**SOURCE EXTRACT**
::::::

Scientific classification
- Kingdom: Animalia
- Phylum: Chordata
- Class: Aves
- Order: Psittaciformes
- Family: Psittacidae
- Genus: Hapalopsittaca
- Species: H. amazonina
- Binomial name: Hapalopsittaca amazonina (Des Murs, 1845)

= Rusty-faced parrot =

- Genus: Hapalopsittaca
- Species: amazonina
- Authority: (Des Murs, 1845)
- Conservation status: NT

Species of bird

The rusty-faced parrot (Hapalopsittaca amazonina) is a Near Threatened species of bird in subfamily Arinae of the family Psittacidae, the African and New World parrots. It is found in Colombia and Venezuela and possibly Ecuador.

==Taxonomy and systematics==

The rusty-faced parrot has these three subspecies:

- H. a. theresae (Hellmayr, 1915)
- H. a. velezi Graves, GR & Restrepo, 1989
- H. a. amazonina (Des Murs, 1845)

What are now Fuertes's parrot (H. fuertesi) and the red-faced parrot (H. pyrrhops) were previously treated as subspecies of the rusty-faced parrot. The three now make a superspecies.

==Description==

The rusty-faced parrot is about 23 cm long and weighs 97 to 115 g. Adults of the nominate subspecies H. a. amazonina have a dull orange-red forehead and crown, yellow lores, an orange-red chin, and brownish red ear coverts with yellow streaks. Their upperparts are green with a red shoulder. Their breast is buffy olive and the rest of their underparts grass green. Their primaries and secondary coverts are blue, the former darker than the latter. Their tail is dark red with blue-black to violet blue tips. Immature birds have a duller red face with fewer yellow streaks than adults. Subspecies H. a. theresae has darker green upperparts than the nominate, and the red on their face is more brownish, their ear coverts darker, and their breast rusty olive. H. a. velezi is like the nominate with the addition of a golden olive hindneck and nape.

::::::

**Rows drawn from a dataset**
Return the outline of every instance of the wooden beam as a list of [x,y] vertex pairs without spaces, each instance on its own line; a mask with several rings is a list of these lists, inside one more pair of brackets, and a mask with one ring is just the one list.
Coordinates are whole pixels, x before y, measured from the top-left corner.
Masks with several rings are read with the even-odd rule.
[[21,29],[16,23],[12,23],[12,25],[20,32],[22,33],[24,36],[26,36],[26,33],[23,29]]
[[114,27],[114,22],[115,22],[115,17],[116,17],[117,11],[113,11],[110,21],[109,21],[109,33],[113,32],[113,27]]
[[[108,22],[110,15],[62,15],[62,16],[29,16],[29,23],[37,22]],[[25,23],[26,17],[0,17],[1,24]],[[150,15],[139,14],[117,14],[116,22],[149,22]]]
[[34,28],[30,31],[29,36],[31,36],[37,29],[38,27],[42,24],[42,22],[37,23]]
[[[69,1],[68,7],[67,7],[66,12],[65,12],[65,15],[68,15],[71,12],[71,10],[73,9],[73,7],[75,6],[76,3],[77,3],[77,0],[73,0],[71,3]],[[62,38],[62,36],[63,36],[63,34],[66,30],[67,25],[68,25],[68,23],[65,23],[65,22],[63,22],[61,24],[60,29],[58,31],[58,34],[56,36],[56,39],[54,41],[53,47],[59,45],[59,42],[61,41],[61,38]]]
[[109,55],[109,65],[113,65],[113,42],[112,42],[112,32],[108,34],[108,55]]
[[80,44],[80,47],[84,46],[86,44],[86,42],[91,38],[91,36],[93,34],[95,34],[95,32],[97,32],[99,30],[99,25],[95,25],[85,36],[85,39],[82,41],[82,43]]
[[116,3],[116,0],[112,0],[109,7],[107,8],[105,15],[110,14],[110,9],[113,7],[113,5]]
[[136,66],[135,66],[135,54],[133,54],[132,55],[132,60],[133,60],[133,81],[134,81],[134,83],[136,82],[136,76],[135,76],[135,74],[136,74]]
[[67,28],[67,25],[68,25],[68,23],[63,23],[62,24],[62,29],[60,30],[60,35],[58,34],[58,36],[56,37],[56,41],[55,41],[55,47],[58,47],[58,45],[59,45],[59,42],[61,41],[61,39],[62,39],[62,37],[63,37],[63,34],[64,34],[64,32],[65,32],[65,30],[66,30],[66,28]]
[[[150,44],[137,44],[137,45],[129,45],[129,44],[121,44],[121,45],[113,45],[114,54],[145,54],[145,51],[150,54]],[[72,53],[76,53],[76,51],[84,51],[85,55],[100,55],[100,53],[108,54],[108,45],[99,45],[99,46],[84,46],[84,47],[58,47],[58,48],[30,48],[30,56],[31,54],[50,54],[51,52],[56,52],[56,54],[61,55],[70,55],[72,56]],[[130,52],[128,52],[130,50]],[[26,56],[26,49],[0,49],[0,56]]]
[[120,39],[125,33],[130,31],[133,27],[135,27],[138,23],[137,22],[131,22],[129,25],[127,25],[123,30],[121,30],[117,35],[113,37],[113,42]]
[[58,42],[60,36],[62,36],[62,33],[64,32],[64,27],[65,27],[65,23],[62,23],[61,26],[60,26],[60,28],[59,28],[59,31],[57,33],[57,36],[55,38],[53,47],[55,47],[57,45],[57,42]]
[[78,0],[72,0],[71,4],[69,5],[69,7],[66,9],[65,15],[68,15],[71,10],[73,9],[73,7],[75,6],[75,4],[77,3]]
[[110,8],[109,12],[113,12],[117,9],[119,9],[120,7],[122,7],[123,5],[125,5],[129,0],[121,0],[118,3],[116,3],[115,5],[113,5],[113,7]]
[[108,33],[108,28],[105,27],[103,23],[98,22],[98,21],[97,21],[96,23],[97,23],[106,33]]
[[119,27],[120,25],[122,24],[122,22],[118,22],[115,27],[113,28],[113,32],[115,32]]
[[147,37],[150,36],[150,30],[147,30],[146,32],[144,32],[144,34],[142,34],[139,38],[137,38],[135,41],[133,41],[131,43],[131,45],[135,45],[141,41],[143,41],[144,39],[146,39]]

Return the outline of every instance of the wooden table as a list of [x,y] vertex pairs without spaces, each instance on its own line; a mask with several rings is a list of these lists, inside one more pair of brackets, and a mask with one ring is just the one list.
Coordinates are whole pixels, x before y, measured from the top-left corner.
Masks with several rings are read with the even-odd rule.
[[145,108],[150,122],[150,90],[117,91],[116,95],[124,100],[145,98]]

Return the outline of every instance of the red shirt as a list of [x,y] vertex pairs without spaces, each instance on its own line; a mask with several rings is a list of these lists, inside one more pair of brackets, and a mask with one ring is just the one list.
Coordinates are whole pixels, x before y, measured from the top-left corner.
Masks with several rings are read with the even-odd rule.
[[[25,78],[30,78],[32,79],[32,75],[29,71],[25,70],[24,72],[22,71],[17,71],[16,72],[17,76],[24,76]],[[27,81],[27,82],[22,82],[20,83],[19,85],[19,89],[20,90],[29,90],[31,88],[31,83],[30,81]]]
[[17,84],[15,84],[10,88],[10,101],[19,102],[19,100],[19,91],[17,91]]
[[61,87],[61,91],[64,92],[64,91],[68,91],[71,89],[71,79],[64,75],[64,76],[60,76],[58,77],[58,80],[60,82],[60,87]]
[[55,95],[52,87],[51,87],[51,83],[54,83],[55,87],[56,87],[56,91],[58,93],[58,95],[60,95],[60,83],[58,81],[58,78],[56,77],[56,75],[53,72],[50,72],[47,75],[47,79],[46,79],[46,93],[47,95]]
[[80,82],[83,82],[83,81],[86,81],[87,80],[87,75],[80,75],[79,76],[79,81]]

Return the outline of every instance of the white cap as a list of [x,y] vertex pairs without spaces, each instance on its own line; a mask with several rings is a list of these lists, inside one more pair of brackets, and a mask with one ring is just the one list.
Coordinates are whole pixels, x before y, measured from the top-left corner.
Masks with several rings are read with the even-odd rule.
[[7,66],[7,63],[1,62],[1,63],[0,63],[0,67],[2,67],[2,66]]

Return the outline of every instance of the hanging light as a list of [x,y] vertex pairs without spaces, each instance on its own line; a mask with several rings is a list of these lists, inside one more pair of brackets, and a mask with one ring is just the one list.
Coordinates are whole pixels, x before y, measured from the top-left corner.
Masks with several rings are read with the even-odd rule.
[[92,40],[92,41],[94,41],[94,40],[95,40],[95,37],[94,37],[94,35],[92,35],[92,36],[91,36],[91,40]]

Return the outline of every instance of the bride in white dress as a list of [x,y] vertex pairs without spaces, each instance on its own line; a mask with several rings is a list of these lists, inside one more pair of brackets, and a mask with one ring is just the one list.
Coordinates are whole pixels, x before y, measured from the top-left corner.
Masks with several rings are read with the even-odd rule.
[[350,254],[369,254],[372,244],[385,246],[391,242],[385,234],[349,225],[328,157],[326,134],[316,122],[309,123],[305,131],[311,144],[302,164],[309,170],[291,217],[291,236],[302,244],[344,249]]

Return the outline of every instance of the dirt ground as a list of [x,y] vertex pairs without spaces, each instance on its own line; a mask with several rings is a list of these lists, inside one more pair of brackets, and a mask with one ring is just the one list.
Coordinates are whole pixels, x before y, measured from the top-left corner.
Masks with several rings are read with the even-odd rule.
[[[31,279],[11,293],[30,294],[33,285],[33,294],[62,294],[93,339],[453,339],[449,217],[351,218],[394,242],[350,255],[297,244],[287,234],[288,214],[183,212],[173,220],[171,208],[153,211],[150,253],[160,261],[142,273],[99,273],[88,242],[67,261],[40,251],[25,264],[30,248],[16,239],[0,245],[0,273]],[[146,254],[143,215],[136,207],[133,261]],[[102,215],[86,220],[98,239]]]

::::::

**ACTION ITEM A**
Using the rusty-faced parrot text, answer each question on its own line:
(i) In which countries is the species found?
(ii) Which two birds were once treated as subspecies of the rusty-faced parrot?
(iii) How long is the rusty-faced parrot, and how much does it weigh?
**ACTION ITEM B**
Extend the rusty-faced parrot text past its final sentence, which ends with "a golden olive hindneck and nape."

**TASK RESPONSE A**
(i) Colombia and Venezuela, and possibly Ecuador.
(ii) Fuertes's parrot (H. fuertesi) and the red-faced parrot (H. pyrrhops).
(iii) About 23 cm long, weighing 97 to 115 g.

**TASK RESPONSE B**
==Distribution and habitat==

The subspecies of the rusty-faced parrot are found thus:

- H. a. theresae, northwestern Venezuela from central Trujillo to northern Táchira
- H. a. velezi, Colombia's Western and Central Andes and possibly extreme northern Ecuador
- H. a. amazonina, Colombia's Eastern Andes and extreme western Venezuela

Undocumented sight records in Ecuador lead the South American Classification Committee of the American Ornithological Society to classify the species as hypothetical in that country.

The rusty-faced parrot mostly inhabits very wet cloudforest, though H. a. velezi has been recorded where the alder Alnus acuminata has been used for reforestation. In elevation it mostly ranges between 2500 and 3000 m but has been recorded as low as 1500 m and as high as 3500 m.

==Behavior==
===Movement===

Only small elevational movements are known for the rusty-faced parrot.

===Feeding===

The rusty-faced parrot feeds on seeds and fruit including those of genus Clusia and mistletoes.

===Breeding===

Nothing is known about the rusty-faced parrot's breeding biology.

===Vocalization===

The rusty-faced parrot's flight call is "a repeated strident and loud "creek!"." It also makes " similar piercing calls such as "creenk!" or a more bisyllabic "shreeank" " when perched.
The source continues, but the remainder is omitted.